* Consignes *
1 > Recopiez à l'identique le passage de l'article sur le festival America qui commence aux mots "Article rédigé par" et s'arrête après "LANGLOIS / AFP)".
2 > Prolongez l'article sur le festival America de Vincennes à la suite de sa dernière phrase.

* Texte fourni *
↓↓↓
Cette année, à l’occasion du 530e anniversaire de la découverte de l’Amérique, le festival de littérature America de Vincennes fait entendre les voix des auteurs autochtones, Indiens des États-Unis et du Canada.

Article rédigé par Laurence Houot
France Télévisions - Rédaction Culture
Publié Mis à jour
Temps de lecture : 14min
Francis Geffard, éditeur et président fondateur du Festival America, le 24 septembre 2010 (BERTRAND LANGLOIS / AFP)

Le festival America, qui se déroule à Vincennes (Val de Marne) du 22 au 25 septembre 2022, a choisi cette année comme thème "Les voix de l’Amérique", et parmi ces voix, souhaite faire entendre celles longtemps ignorées des peuples dits "premiers".  Le festival accueille à cette occasion une importante délégation d’écrivains appartenant à des communautés autochtones du Canada et des États-Unis.

Francis Geffard, président fondateur du festival America et directeur de la collection "Terre d’Amérique" chez Albin Michel explique à franceinfo Culture l’importance capitale de ces voix dans la littérature contemporaine américaine, et en quoi ces voix peuvent nous ouvrir des champs de réflexion passionnants sur les grandes questions qui traversent notre présent.
↑↑↑
* Enregistrements *
↓↓↓
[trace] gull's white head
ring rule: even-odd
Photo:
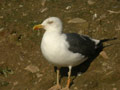
[[[42,24],[35,25],[33,27],[34,30],[44,28],[46,31],[56,31],[61,32],[62,31],[62,22],[57,17],[49,17],[45,19]]]

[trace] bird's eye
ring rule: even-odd
[[[52,24],[53,23],[53,21],[48,21],[48,24]]]

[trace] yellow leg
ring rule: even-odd
[[[51,88],[49,88],[48,90],[60,90],[61,89],[61,86],[60,86],[60,82],[59,82],[59,79],[60,79],[60,69],[57,68],[57,84]]]
[[[70,90],[69,88],[70,88],[71,69],[72,69],[72,66],[69,66],[67,85],[65,88],[62,88],[61,90]]]

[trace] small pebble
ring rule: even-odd
[[[66,7],[66,10],[68,10],[68,9],[71,9],[71,6],[67,6],[67,7]]]
[[[22,8],[22,7],[23,7],[23,5],[19,5],[19,7],[20,7],[20,8]]]
[[[4,30],[4,28],[0,28],[0,32],[2,32]]]

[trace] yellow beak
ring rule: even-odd
[[[39,30],[40,28],[44,28],[44,26],[41,25],[41,24],[35,25],[35,26],[33,27],[33,30]]]

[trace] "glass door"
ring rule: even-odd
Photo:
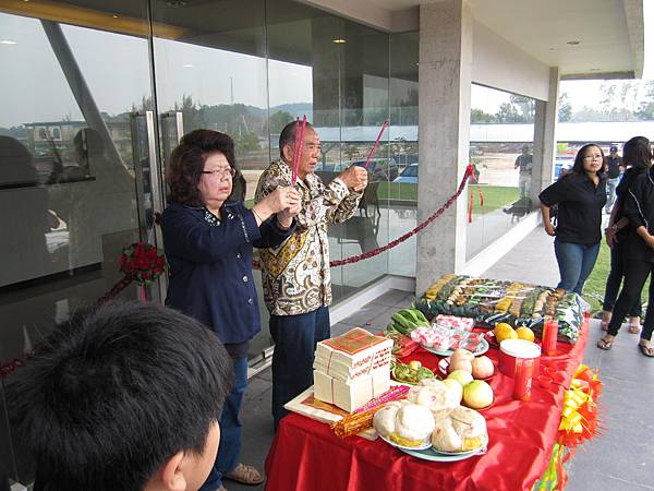
[[[160,243],[148,7],[0,1],[0,472],[22,483],[34,469],[5,384],[53,322],[122,278],[125,246]]]
[[[252,206],[258,178],[278,152],[269,146],[264,19],[264,0],[152,1],[162,160],[184,133],[204,128],[229,134],[244,178],[245,206]],[[250,346],[255,363],[272,342],[261,274],[253,277],[262,318],[262,332]]]

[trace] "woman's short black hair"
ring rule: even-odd
[[[234,141],[228,134],[213,130],[194,130],[182,136],[168,159],[166,181],[170,188],[169,201],[191,206],[204,204],[197,185],[207,157],[216,152],[225,155],[229,165],[238,170]],[[242,183],[240,172],[233,182]]]
[[[203,452],[231,367],[209,328],[166,307],[74,313],[9,387],[39,489],[141,491],[178,452]]]
[[[622,163],[639,169],[652,167],[652,144],[645,136],[633,136],[622,146]]]
[[[585,176],[585,171],[583,170],[583,154],[585,154],[585,151],[589,149],[591,146],[596,146],[597,148],[600,148],[600,153],[602,154],[602,168],[600,169],[600,173],[606,171],[607,163],[602,147],[596,143],[586,143],[581,148],[579,148],[579,152],[577,152],[577,156],[574,157],[574,165],[572,166],[572,171],[568,176]]]

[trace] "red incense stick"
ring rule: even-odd
[[[298,159],[298,135],[300,130],[300,117],[295,118],[295,133],[293,133],[293,160],[291,161],[291,171],[295,173],[295,160]]]
[[[371,158],[373,158],[373,155],[374,155],[375,151],[377,149],[377,145],[379,144],[379,140],[382,140],[382,135],[384,134],[384,130],[386,130],[387,125],[388,125],[388,121],[384,121],[384,124],[382,125],[382,130],[379,131],[379,134],[377,135],[377,141],[373,145],[373,149],[371,151],[368,158],[366,158],[366,160],[365,160],[365,165],[363,166],[364,169],[367,169],[367,166],[371,163]]]
[[[298,141],[298,157],[293,165],[293,185],[298,181],[298,169],[300,168],[300,160],[302,159],[302,148],[304,147],[304,130],[306,130],[306,115],[302,118],[302,132],[300,133],[300,140]],[[298,127],[295,127],[295,134],[298,134]]]

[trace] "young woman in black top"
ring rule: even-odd
[[[629,188],[635,181],[635,178],[643,173],[652,165],[652,155],[650,151],[650,141],[644,136],[634,136],[625,143],[622,147],[622,161],[629,169],[625,171],[620,184],[616,189],[617,200],[610,213],[608,227],[605,230],[606,243],[610,248],[610,273],[606,278],[606,289],[604,291],[604,304],[602,313],[602,330],[608,328],[611,312],[618,298],[618,290],[625,276],[625,262],[627,253],[627,241],[631,227],[629,219],[625,216],[623,206],[629,193]],[[629,332],[638,334],[640,332],[640,318],[642,314],[640,296],[629,310]]]
[[[538,195],[545,231],[556,237],[554,252],[559,267],[557,288],[581,295],[593,271],[602,240],[602,208],[606,204],[604,153],[594,144],[580,148],[572,171]],[[549,207],[558,205],[557,226]]]
[[[651,158],[651,148],[646,147],[644,151]],[[613,347],[627,312],[640,299],[647,277],[654,275],[654,169],[652,167],[638,176],[629,189],[623,213],[631,226],[626,240],[625,284],[608,323],[608,332],[597,342],[597,347],[602,349]],[[641,352],[650,358],[654,358],[653,331],[654,280],[650,280],[647,311],[639,343]]]

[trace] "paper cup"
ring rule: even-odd
[[[540,373],[541,347],[524,339],[505,339],[499,345],[499,371],[507,376],[516,374],[516,359],[533,359],[533,375]]]

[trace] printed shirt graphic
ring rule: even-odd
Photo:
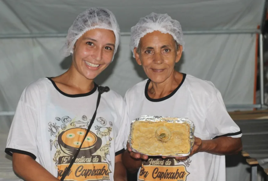
[[[211,82],[184,74],[182,82],[172,92],[153,99],[147,93],[150,81],[144,81],[127,91],[125,98],[130,120],[142,115],[187,118],[194,123],[195,136],[202,140],[242,136]],[[127,127],[130,128],[130,122]],[[126,138],[129,131],[126,130]],[[225,156],[200,152],[182,161],[149,157],[140,168],[138,179],[225,181]]]
[[[60,179],[86,133],[98,92],[95,86],[86,94],[67,94],[51,81],[42,79],[25,89],[6,151],[32,156]],[[115,92],[102,94],[96,118],[64,180],[113,180],[115,156],[124,150],[125,108]]]
[[[191,161],[190,158],[180,161],[174,159],[163,159],[161,157],[150,157],[144,162],[139,172],[139,180],[159,180],[164,181],[186,180],[190,173],[187,171]]]

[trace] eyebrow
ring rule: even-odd
[[[98,41],[95,39],[93,39],[93,38],[89,38],[89,37],[86,37],[85,38],[85,39],[86,40],[91,40],[93,41],[94,41],[95,42],[97,42]],[[106,45],[110,45],[110,46],[112,46],[112,47],[116,47],[115,45],[115,44],[113,43],[107,43],[107,44],[106,44]]]
[[[161,47],[161,49],[163,48],[167,48],[167,47],[169,47],[170,46],[168,45],[163,45],[162,47]],[[146,49],[150,49],[151,50],[153,50],[154,48],[153,47],[146,47]]]

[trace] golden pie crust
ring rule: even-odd
[[[140,153],[175,156],[190,151],[190,125],[187,123],[138,121],[132,126],[132,147]]]

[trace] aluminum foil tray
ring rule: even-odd
[[[182,154],[180,153],[174,153],[174,154],[169,155],[164,155],[162,154],[152,155],[146,154],[145,153],[139,152],[138,150],[136,150],[133,148],[132,147],[132,135],[134,130],[134,124],[136,121],[145,121],[146,122],[166,122],[167,123],[186,123],[189,126],[190,131],[189,135],[189,140],[190,144],[190,151],[187,153]],[[177,157],[188,156],[190,154],[193,149],[193,147],[194,144],[194,132],[195,126],[193,123],[189,119],[186,118],[181,118],[176,117],[170,117],[164,116],[157,116],[152,115],[142,115],[140,116],[138,118],[137,118],[133,120],[131,123],[130,128],[130,132],[128,137],[128,142],[130,146],[132,151],[136,153],[140,154],[146,155],[149,156],[164,156]]]

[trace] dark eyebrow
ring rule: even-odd
[[[98,41],[97,40],[95,40],[95,39],[93,39],[93,38],[89,38],[89,37],[87,37],[85,38],[85,39],[86,39],[86,40],[91,40],[91,41],[94,41],[95,42],[97,42],[97,41]],[[113,44],[113,43],[107,43],[107,44],[106,44],[106,45],[110,45],[110,46],[112,46],[113,47],[115,47],[116,46],[114,44]]]
[[[91,40],[93,41],[96,42],[98,41],[97,40],[95,40],[95,39],[93,39],[93,38],[89,38],[89,37],[86,37],[85,38],[85,39],[86,39],[86,40]]]
[[[114,45],[114,44],[113,44],[112,43],[107,43],[106,44],[107,45],[110,45],[110,46],[112,46],[114,47],[115,47],[115,46]]]
[[[163,45],[163,46],[162,46],[162,47],[161,47],[161,49],[162,49],[162,48],[167,48],[168,47],[169,47],[169,46],[169,46],[169,45]]]
[[[169,47],[170,46],[168,45],[163,45],[162,47],[161,47],[161,49],[163,48],[167,48],[167,47]],[[151,47],[146,47],[146,49],[150,49],[151,50],[153,50],[154,48]]]

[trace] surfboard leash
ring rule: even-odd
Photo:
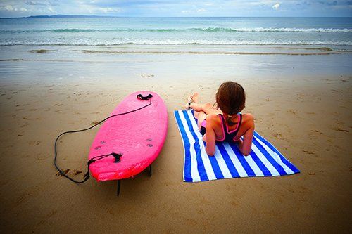
[[[119,115],[127,115],[127,114],[130,114],[130,113],[132,113],[132,112],[136,112],[136,111],[138,111],[139,110],[142,110],[143,108],[145,108],[149,105],[151,105],[153,103],[149,100],[151,98],[153,97],[153,95],[151,94],[149,94],[147,96],[142,96],[142,94],[138,94],[137,96],[137,98],[140,99],[140,100],[149,100],[149,103],[148,103],[147,105],[144,105],[142,106],[142,108],[137,108],[137,109],[134,109],[134,110],[130,110],[130,111],[127,111],[127,112],[122,112],[122,113],[118,113],[118,114],[115,114],[115,115],[111,115],[106,118],[105,118],[104,119],[100,121],[99,122],[95,124],[93,126],[91,126],[87,129],[80,129],[80,130],[73,130],[73,131],[65,131],[65,132],[63,132],[61,134],[60,134],[58,137],[56,138],[56,139],[55,140],[55,143],[54,143],[54,165],[55,166],[55,167],[56,168],[56,169],[58,170],[58,173],[60,174],[60,175],[63,176],[65,176],[67,178],[68,178],[70,181],[74,182],[74,183],[84,183],[85,181],[87,181],[89,178],[90,178],[90,174],[89,174],[89,165],[91,164],[92,164],[93,162],[96,162],[98,160],[102,160],[106,157],[108,157],[108,156],[113,156],[115,157],[115,162],[120,162],[121,159],[121,156],[123,155],[123,154],[122,153],[116,153],[116,152],[111,152],[110,154],[107,154],[107,155],[99,155],[99,156],[95,156],[92,158],[91,158],[89,160],[88,160],[88,162],[87,162],[87,173],[84,174],[84,176],[83,176],[84,179],[82,181],[76,181],[75,180],[74,178],[72,178],[71,177],[68,176],[68,175],[66,175],[66,174],[65,172],[63,172],[58,166],[57,163],[56,163],[56,159],[57,159],[57,157],[58,157],[58,151],[57,151],[57,143],[58,143],[58,139],[60,138],[60,137],[63,135],[65,135],[65,134],[73,134],[73,133],[76,133],[76,132],[81,132],[81,131],[87,131],[87,130],[89,130],[89,129],[92,129],[92,128],[99,125],[100,124],[104,122],[105,121],[108,120],[108,119],[110,118],[112,118],[113,117],[115,117],[115,116],[119,116]]]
↑↑↑
* Résultats de l'exercice *
1 >
Article rédigé par Laurence Houot
France Télévisions - Rédaction Culture
Publié Mis à jour
Temps de lecture : 14min
Francis Geffard, éditeur et président fondateur du Festival America, le 24 septembre 2010 (BERTRAND LANGLOIS / AFP)

2 >
Franceinfo Culture : Pourquoi ce coup de projecteur cette année sur les auteurs autochtones ?

Francis Geffard : Cette question a  toujours été présente à la manière d'un fil rouge dans le festival. Cette 20e édition d'América se déroule à quelques jours seulement du 530e anniversaire de la découverte de l'Amérique, 1492/2022. En 2002 on avait décidé de réunir des écrivains des deux Amériques. Cette année, on a décidé de faire quelque chose autour des voix d'Amérique. La voix d'un écrivain sert à énormément de choses, à raconter, mais aussi à signaler sa présence, à combattre et à protester. C'est dans cette thématique principale que vient s'inscrire la voix des auteurs autochtones. Ce sont des gens qui pendant très longtemps ont été réduits au silence, à la fois victimes de la colonisation et victimes de l'acculturation. Cela fait seulement quelques années que leurs voix se font entendre. Et ces voix résonnent sur des tas de thématiques liées à la protection de l'environnement, au réchauffement climatique, et aussi à toutes les questions qui tournent autour de la nature, de l'identité et de la culture. Une grande partie du festival va se dérouler autour de ces questions d'écologie, d'environnement. On est à une époque où on se pose énormément de questions sur "là où on va". Il est assez facile de constater que les défis qui se présentent à nous sont importants, et qu’on ne sait pas très bien comment on va s'en sortir. De tout ça bien sûr il va être question à Vincennes pendant le festival et ces peuples dits "premiers" ont vraiment quelque chose à faire entendre.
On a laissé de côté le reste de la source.